> [DIRECTION] Only the lines starting at the one that contains "[spot] the dormer" and running to the end should be repeated, exactly as written.

── EXERCISE INPUTS ──

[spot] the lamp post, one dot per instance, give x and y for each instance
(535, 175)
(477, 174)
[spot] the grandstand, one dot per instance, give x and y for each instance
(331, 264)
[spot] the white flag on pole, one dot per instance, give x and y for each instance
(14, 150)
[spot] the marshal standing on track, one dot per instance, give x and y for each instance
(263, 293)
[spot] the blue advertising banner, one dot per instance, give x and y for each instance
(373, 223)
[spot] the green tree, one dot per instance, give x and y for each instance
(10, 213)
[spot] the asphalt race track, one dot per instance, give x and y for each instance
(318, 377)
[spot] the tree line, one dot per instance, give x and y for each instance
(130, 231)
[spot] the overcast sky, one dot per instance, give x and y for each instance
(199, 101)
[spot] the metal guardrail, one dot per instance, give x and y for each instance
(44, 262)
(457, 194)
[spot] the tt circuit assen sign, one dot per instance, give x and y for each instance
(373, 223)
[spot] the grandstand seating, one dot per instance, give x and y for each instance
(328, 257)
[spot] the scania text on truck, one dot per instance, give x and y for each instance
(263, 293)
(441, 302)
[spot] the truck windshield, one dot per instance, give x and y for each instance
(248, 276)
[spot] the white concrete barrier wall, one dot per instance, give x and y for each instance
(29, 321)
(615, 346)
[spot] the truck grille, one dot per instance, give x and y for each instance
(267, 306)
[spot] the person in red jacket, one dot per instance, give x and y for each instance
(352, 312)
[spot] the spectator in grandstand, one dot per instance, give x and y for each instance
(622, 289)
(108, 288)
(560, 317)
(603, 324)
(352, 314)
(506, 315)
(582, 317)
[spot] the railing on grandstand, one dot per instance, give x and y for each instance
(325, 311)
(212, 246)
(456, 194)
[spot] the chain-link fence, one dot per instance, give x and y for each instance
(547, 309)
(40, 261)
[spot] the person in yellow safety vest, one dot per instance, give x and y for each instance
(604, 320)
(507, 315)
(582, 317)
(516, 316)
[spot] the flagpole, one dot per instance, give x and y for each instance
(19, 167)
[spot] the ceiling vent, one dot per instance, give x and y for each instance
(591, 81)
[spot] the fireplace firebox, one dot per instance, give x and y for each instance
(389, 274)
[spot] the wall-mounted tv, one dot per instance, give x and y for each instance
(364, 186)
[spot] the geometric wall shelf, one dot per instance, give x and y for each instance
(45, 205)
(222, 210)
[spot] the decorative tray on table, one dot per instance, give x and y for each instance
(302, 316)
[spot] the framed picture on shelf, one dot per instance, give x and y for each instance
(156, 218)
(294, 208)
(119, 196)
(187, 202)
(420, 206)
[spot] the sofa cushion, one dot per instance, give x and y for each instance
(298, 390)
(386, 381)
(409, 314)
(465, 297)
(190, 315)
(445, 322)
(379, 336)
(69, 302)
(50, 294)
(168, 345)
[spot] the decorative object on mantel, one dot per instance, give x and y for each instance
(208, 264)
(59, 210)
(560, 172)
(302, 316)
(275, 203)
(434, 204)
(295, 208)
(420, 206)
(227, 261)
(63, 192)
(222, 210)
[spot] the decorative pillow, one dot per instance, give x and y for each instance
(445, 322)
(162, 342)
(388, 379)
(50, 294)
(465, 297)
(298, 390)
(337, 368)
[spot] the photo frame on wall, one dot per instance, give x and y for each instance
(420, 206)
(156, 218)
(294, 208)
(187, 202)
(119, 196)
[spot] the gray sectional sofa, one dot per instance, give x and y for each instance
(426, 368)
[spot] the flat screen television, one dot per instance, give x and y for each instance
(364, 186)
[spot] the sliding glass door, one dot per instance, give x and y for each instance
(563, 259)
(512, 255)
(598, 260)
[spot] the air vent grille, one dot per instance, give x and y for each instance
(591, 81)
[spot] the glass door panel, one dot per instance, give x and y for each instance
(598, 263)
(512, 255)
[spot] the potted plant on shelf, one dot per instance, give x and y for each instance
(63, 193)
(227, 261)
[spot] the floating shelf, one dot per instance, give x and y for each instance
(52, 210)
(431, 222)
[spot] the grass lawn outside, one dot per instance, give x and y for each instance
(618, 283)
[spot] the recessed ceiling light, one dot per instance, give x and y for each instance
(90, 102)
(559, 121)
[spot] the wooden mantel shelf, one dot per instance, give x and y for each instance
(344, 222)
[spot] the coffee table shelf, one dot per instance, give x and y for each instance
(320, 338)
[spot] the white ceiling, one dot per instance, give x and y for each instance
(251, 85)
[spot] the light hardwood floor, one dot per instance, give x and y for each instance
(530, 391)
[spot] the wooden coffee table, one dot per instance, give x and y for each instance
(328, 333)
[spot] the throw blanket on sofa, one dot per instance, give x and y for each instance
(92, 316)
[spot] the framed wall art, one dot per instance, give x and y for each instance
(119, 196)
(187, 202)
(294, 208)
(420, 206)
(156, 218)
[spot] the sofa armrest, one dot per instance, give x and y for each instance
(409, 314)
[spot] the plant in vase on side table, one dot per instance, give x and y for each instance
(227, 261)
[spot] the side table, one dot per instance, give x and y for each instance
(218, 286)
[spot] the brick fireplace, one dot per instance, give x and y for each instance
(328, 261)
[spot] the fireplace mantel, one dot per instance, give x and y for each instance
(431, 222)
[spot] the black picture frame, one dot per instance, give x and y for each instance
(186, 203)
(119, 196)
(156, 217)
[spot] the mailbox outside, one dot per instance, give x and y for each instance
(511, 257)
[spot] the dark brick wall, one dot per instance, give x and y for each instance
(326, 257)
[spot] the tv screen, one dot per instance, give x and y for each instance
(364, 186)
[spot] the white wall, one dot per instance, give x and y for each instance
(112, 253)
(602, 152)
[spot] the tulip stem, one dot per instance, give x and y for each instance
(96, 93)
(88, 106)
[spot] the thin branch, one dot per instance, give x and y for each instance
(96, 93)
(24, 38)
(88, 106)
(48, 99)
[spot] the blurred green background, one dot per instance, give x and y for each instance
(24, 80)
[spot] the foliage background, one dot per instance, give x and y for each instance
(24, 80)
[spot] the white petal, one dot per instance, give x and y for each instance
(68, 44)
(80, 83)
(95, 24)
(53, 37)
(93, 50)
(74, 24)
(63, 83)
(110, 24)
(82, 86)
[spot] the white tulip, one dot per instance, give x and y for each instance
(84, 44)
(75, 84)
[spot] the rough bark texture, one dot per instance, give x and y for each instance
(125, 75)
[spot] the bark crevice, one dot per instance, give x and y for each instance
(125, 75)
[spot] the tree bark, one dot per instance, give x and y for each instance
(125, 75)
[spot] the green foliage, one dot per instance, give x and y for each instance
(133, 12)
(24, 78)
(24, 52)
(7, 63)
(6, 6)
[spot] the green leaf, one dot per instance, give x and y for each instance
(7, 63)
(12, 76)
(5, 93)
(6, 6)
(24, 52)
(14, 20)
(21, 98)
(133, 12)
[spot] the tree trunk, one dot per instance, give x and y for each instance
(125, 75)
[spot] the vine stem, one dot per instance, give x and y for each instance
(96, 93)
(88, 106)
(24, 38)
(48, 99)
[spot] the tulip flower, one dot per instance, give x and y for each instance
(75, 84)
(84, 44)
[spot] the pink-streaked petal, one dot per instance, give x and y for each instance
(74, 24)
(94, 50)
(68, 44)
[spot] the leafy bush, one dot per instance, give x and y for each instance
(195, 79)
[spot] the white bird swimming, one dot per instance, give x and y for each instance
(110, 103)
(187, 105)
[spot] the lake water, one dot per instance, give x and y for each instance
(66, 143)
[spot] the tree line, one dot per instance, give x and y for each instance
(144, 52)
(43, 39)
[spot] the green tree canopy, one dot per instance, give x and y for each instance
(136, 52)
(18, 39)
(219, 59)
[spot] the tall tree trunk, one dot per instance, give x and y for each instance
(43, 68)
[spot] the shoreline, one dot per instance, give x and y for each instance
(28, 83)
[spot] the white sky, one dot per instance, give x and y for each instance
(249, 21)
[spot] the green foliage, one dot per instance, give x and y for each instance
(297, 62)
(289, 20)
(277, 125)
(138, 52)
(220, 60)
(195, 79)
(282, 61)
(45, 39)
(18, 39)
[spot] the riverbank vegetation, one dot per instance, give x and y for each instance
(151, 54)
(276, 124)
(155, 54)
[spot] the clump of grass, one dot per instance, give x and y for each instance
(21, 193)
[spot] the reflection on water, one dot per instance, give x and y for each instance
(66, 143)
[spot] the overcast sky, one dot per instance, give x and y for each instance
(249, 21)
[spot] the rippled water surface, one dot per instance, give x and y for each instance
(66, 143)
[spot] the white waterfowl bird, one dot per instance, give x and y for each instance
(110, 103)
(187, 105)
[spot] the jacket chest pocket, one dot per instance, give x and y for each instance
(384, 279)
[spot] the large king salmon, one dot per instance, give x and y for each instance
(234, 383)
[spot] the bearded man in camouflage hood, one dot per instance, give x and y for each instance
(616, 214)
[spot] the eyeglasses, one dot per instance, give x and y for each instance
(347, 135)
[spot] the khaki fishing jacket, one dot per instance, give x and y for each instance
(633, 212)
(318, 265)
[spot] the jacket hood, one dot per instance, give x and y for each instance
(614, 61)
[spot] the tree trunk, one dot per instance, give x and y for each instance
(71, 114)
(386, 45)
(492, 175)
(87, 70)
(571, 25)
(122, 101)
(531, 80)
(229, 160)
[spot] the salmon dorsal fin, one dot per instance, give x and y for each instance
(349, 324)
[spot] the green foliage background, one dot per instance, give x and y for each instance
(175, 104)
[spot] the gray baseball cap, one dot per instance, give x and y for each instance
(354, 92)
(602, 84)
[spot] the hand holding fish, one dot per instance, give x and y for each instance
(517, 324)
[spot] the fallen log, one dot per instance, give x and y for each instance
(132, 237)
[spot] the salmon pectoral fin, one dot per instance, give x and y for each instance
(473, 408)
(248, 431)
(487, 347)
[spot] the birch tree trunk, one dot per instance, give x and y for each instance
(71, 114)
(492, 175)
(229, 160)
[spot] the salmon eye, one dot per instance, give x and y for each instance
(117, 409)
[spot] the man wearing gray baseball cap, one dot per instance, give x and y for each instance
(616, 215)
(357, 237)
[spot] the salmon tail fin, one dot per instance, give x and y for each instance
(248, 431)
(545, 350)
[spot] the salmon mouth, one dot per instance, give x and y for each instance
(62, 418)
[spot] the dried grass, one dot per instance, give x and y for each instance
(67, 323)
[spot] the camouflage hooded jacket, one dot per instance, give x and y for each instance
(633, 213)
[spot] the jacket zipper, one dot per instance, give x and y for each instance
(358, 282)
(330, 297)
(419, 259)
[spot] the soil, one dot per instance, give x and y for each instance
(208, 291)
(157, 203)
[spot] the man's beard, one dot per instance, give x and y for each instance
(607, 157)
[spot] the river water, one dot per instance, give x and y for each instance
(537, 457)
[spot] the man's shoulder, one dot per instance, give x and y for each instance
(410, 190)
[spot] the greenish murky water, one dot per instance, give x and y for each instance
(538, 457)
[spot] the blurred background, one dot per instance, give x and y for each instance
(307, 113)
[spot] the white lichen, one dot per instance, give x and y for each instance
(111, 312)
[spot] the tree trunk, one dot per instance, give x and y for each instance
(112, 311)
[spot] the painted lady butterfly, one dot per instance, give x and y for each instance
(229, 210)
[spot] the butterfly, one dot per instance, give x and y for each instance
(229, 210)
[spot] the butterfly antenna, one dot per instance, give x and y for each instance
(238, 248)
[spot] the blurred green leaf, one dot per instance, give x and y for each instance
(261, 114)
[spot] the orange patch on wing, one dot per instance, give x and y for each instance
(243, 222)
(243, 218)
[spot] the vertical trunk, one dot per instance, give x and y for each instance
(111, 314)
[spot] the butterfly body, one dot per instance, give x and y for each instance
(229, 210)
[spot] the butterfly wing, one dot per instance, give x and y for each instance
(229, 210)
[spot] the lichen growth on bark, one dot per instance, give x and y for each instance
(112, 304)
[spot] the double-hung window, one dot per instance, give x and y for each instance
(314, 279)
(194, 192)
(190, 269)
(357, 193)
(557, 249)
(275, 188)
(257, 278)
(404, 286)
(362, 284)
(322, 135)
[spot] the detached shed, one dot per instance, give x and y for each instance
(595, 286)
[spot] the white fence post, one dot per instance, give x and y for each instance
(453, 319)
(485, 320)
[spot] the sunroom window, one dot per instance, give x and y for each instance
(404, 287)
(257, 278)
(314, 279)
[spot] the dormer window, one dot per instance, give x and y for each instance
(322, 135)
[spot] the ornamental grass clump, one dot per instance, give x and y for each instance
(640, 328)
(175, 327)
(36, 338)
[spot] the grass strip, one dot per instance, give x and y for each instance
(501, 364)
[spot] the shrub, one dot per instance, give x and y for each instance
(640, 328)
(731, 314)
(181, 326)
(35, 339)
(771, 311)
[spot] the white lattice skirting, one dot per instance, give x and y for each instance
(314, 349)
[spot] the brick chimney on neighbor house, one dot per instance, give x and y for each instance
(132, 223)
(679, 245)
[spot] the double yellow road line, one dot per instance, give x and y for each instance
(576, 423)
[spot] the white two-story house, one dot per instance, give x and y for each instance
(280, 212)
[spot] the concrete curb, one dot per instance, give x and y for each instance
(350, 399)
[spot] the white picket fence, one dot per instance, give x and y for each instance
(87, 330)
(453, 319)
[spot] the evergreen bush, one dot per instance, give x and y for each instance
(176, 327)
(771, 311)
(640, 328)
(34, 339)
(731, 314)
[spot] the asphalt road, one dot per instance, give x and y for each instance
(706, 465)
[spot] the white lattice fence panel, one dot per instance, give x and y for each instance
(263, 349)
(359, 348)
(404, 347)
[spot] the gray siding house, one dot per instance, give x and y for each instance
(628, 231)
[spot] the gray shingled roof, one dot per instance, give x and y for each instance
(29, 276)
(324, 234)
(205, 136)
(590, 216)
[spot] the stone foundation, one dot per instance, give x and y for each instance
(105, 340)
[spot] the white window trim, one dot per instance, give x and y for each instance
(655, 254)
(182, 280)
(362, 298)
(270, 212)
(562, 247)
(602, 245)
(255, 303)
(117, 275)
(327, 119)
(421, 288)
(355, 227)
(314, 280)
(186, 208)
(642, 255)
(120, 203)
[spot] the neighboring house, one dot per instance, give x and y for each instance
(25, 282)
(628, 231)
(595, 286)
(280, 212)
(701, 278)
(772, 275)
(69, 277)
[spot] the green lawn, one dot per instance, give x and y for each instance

───

> [COMPLETED EXERCISE]
[spot] the dormer window, one dot per instance, give x and y for each instance
(322, 135)
[spot] the ornamental grass clump, one dot per instance, give x and y for each instance
(640, 328)
(175, 327)
(36, 338)
[spot] the grass strip, one dot per instance, give x and y for each instance
(501, 364)
[spot] the shrub, one dot per instance, give x and y for each instance
(640, 328)
(731, 314)
(181, 326)
(35, 339)
(771, 311)
[spot] the white lattice skirting, one dot per instance, give x and y for each instance
(314, 349)
[spot] the brick chimney on neighbor house, one dot per instance, give x and y for each instance
(132, 223)
(679, 245)
[spot] the double yellow road line, one dot per instance, give x and y for each instance
(576, 423)
[spot] the white two-story house, one dot per instance, give x and y for each instance
(280, 212)
[spot] the concrete curb, one dot per instance, give x and y for each instance
(350, 399)
[spot] the white picket fence, one dot per instance, give x and y for each instance
(87, 330)
(453, 319)
[spot] the evergreen bush, one dot per instance, give x and y for each instance
(176, 327)
(771, 311)
(640, 328)
(34, 339)
(731, 314)
[spot] the asphalt road, one dot per instance, give x and y for each instance
(706, 465)
[spot] the white lattice fence panel, one dot per instance, give x and y for each instance
(263, 349)
(359, 348)
(404, 347)
[spot] the gray siding house, one dot per instance, give x and y for each instance
(628, 231)
[spot] the gray shingled roof, one dot per instance, give x and y for each instance
(29, 276)
(324, 234)
(205, 136)
(590, 216)
[spot] the stone foundation, one dot per instance, give x and y for each instance
(105, 340)
[spot] the white window trim, one dot per instance, give x and y for each instance
(655, 254)
(182, 280)
(362, 298)
(270, 212)
(562, 247)
(602, 245)
(255, 303)
(117, 275)
(327, 119)
(421, 288)
(355, 227)
(314, 280)
(186, 208)
(642, 255)
(120, 203)
[spot] the neighboring house, one dot per instance, give x and y for each instance
(25, 282)
(628, 231)
(595, 286)
(280, 212)
(701, 278)
(772, 275)
(69, 277)
[spot] the green lawn, one dot per instance, give x and y for each instance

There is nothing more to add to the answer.